▶ Texto de lectura:
+++++

CHINA Y LA MISIÓN PROVIDENCIAL DE LA MONARQUÍA HISPÁNICA. Por Víctor Manuel Galán Tendero.

19.08.2023 10:35

               

                La Monarquía hispánica se encontraba en 1646 en una situación ciertamente delicada. Todavía no había finalizado la guerra en el Sacro Imperio, los insurrectos catalanes proseguían su oposición con la ayuda militar de Francia, los dominios de Portugal se habían separado y no habían cesado los combates con los holandeses. En otros reinos de la Monarquía también se temieron y finalmente se produjeron alteraciones contra la autoridad. En tan agitado momento, llegó al obispo de la novohispana Puebla de los Ángeles, Juan de Palafox, las noticias de una polémica que todavía podía complicar más la situación.

                Ni corto ni perezoso, el 15 de agosto de 1646 cogió la pluma y escribió un verdadero memorial al rey Felipe IV, un memorial digno del caído conde-duque de Olivares. No era para menos, pues era algo de gran importancia para el celo cristiano del monarca: la conversión de almas en la también agitada China, que iba siendo conquistada por los manchúes.

+++++

Extractos de datos de etiquetado de ubicaciones:
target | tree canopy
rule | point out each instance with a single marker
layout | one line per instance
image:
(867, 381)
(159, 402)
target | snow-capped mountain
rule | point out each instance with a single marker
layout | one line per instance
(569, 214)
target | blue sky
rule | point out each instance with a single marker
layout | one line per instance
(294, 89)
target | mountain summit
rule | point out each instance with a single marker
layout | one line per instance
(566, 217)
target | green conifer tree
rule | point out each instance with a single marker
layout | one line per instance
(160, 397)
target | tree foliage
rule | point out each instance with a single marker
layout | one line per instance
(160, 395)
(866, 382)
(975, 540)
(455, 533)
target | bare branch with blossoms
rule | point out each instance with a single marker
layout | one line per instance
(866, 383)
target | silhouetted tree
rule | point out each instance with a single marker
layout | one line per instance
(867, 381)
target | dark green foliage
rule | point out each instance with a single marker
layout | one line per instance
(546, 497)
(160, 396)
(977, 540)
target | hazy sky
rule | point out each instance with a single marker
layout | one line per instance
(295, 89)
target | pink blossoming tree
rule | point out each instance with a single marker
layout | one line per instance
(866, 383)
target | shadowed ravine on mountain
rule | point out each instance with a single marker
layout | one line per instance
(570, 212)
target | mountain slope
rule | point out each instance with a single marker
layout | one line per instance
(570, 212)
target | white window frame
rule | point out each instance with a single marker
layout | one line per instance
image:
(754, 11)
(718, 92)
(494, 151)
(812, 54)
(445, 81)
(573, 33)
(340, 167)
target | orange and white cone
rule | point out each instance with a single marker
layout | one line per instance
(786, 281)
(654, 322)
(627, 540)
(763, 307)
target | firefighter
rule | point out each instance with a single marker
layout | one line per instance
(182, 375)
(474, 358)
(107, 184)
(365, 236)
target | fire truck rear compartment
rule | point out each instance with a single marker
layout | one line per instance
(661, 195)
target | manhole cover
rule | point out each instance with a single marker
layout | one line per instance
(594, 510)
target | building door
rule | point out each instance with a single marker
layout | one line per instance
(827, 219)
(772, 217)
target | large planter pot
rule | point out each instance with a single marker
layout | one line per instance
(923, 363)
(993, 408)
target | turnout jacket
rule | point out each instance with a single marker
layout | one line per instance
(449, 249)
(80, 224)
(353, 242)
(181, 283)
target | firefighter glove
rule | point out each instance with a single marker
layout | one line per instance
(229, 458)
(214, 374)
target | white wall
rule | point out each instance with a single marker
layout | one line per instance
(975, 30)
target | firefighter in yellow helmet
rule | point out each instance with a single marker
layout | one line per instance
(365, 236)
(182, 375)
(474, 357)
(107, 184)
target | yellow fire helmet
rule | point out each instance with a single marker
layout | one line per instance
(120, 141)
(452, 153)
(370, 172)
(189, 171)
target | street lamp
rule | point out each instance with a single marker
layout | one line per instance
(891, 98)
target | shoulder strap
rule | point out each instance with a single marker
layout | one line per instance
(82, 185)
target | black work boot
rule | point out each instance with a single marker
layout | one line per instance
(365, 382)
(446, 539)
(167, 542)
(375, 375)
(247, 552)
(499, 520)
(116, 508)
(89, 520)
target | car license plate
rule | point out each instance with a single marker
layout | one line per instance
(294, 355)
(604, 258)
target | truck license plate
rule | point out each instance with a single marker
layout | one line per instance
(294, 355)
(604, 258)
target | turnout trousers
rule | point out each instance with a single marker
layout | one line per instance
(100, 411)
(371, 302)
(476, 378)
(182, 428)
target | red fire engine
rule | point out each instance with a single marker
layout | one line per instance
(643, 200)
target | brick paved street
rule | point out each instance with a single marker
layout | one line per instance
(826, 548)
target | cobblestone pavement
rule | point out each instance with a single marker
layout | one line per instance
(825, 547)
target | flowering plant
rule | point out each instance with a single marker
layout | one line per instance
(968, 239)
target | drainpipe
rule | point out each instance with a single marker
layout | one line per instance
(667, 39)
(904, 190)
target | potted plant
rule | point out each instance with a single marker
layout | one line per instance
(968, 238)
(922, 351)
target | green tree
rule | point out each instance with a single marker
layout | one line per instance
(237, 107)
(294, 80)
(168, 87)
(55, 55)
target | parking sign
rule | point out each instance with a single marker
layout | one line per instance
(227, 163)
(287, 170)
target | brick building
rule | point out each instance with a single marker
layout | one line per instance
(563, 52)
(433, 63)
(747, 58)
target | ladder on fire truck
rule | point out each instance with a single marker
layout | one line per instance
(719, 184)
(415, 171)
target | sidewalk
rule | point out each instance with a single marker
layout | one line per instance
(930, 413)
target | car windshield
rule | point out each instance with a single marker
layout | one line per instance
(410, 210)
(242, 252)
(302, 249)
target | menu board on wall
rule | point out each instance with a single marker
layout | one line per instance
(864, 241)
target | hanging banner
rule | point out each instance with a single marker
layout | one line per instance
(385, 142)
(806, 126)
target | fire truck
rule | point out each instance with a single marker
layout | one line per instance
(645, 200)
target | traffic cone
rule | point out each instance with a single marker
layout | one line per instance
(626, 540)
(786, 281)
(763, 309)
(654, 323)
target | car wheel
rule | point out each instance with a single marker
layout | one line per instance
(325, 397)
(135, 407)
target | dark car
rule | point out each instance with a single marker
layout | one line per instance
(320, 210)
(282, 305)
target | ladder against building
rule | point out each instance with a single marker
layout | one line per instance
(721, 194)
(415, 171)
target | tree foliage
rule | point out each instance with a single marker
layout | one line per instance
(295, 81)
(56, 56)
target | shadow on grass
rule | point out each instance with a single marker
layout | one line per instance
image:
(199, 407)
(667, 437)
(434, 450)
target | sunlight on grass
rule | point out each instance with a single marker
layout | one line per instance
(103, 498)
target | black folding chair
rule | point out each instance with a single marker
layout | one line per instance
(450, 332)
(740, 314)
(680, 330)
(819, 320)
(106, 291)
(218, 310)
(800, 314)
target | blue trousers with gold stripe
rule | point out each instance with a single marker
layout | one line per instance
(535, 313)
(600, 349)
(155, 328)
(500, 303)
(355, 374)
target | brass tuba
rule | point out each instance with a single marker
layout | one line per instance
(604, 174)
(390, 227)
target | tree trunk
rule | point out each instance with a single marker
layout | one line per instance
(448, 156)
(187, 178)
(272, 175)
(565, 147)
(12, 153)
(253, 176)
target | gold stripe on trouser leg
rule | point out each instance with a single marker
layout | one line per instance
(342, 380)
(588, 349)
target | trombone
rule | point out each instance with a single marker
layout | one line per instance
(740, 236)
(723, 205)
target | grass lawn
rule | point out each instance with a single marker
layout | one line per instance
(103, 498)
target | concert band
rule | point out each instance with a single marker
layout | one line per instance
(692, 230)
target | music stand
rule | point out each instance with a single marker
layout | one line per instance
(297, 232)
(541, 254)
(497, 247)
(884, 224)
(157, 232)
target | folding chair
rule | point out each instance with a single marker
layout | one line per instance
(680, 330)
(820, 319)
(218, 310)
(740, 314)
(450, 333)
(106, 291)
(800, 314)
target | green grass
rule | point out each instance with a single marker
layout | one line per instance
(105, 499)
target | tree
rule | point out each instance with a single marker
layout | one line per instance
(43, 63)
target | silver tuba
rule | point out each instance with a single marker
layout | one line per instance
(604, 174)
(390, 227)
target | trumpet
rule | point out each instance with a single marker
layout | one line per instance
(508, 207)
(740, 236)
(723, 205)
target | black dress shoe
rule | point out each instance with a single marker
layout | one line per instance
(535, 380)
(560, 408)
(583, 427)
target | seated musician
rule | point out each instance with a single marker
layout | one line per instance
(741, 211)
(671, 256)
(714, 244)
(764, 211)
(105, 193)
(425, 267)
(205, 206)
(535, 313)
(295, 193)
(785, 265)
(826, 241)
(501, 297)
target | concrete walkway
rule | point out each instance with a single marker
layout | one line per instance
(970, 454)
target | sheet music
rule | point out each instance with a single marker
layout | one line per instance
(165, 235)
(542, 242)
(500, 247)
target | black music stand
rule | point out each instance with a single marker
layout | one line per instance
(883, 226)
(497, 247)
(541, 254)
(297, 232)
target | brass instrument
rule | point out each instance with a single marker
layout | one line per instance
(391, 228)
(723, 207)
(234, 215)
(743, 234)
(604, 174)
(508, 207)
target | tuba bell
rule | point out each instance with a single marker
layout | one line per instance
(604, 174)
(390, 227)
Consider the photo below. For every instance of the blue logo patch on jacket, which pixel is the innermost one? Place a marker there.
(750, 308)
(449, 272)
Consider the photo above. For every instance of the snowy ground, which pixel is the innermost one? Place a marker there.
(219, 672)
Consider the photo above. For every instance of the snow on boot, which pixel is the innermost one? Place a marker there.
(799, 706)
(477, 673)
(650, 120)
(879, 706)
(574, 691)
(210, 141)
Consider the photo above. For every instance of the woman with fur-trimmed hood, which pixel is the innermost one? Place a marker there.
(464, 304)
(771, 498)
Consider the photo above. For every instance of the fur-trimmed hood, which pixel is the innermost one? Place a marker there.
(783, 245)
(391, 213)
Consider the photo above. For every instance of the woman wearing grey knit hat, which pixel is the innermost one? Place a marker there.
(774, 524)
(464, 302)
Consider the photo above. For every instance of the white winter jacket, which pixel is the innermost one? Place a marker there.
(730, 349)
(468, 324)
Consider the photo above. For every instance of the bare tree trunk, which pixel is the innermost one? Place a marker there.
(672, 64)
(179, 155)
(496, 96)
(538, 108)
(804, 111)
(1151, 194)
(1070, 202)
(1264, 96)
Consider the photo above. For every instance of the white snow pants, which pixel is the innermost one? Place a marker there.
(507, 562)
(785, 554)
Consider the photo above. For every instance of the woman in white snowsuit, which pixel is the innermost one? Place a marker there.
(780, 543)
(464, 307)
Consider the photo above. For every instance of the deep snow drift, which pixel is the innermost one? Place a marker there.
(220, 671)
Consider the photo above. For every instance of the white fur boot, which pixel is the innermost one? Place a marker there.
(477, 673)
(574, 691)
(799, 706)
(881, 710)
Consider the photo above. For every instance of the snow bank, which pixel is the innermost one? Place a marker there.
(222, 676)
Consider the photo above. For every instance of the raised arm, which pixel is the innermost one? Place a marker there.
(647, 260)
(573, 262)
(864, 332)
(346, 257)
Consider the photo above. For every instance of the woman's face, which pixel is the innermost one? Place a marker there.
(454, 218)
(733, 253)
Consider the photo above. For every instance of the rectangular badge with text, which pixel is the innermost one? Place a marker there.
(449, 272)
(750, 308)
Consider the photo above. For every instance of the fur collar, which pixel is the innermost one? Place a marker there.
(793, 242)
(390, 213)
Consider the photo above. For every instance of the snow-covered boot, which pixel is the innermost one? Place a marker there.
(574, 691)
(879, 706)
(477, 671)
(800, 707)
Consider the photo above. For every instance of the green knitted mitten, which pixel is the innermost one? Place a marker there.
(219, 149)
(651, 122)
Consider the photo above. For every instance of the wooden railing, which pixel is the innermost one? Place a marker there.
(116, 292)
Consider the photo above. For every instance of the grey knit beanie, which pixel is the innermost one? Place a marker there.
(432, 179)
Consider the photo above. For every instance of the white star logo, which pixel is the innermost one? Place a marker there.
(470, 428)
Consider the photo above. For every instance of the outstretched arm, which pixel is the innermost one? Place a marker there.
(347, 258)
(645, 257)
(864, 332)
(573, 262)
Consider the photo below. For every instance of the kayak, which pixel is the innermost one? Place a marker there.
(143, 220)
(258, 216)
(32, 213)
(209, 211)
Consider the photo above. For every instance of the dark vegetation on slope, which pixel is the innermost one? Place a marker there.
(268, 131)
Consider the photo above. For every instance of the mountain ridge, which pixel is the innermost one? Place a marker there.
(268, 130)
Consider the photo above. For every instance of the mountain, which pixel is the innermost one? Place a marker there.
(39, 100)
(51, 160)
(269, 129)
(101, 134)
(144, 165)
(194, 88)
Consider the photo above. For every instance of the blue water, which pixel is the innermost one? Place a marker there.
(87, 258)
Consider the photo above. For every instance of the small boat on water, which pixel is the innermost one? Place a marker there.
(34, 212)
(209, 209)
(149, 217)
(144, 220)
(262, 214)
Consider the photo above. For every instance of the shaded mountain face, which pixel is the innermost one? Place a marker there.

+++++

▶ Objetivo declarado A: Transcriba literalmente el fragmento del artículo sobre China y la Monarquía hispánica que comienza con "CHINA Y LA MISIÓN" y sigue hasta "más la situación.".
▶ Objetivo declarado B: Prosiga el artículo sobre China y la Monarquía hispánica a partir de su última oración.

▶ Respuesta esperada A:
CHINA Y LA MISIÓN PROVIDENCIAL DE LA MONARQUÍA HISPÁNICA. Por Víctor Manuel Galán Tendero.

19.08.2023 10:35

               

                La Monarquía hispánica se encontraba en 1646 en una situación ciertamente delicada. Todavía no había finalizado la guerra en el Sacro Imperio, los insurrectos catalanes proseguían su oposición con la ayuda militar de Francia, los dominios de Portugal se habían separado y no habían cesado los combates con los holandeses. En otros reinos de la Monarquía también se temieron y finalmente se produjeron alteraciones contra la autoridad. En tan agitado momento, llegó al obispo de la novohispana Puebla de los Ángeles, Juan de Palafox, las noticias de una polémica que todavía podía complicar más la situación.

▶ Respuesta esperada B:
                En la segunda mitad del XVI, los jesuitas habían tratado de evangelizar China, tarea a la que se sumaron franciscanos y dominicos a fines de aquel siglo. Mientras éstos procedían especialmente de Castilla, aquéllos venían de Portugal. Felipe II se había convertido en 1580 en rey de ambas coronas, que conservaron sus propias instituciones, sus identidades y rivalidades.

                En la evangelización de China también saltaron las diferencias, que se agrandaron por razones doctrinales. Franciscanos y dominicos acusaron a los jesuitas de difundir el mensaje cristiano de muy mala manera. No instruían a sus neófitos en los misterios dolorosos de Cristo, ocultaban la imagen del crucificado, dispensaban de ayunos y de la abstinencia de carne, no obligaban a oír misa los días de precepto o a confesar y comulgar al menos una vez al año. Por otro lado, toleraban que los chinos asistieran a sus ritos y visitaran sus templos.

                Tales métodos habían dado buenos resultados, y los gobernantes chinos llegaron a entablar buenas relaciones con los jesuitas, apreciados por sus saberes y habilidades técnicas. El éxito enconó la rivalidad con las otras órdenes desde la década de 1630, que se acrecentó aún más con la separación de Portugal en 1640.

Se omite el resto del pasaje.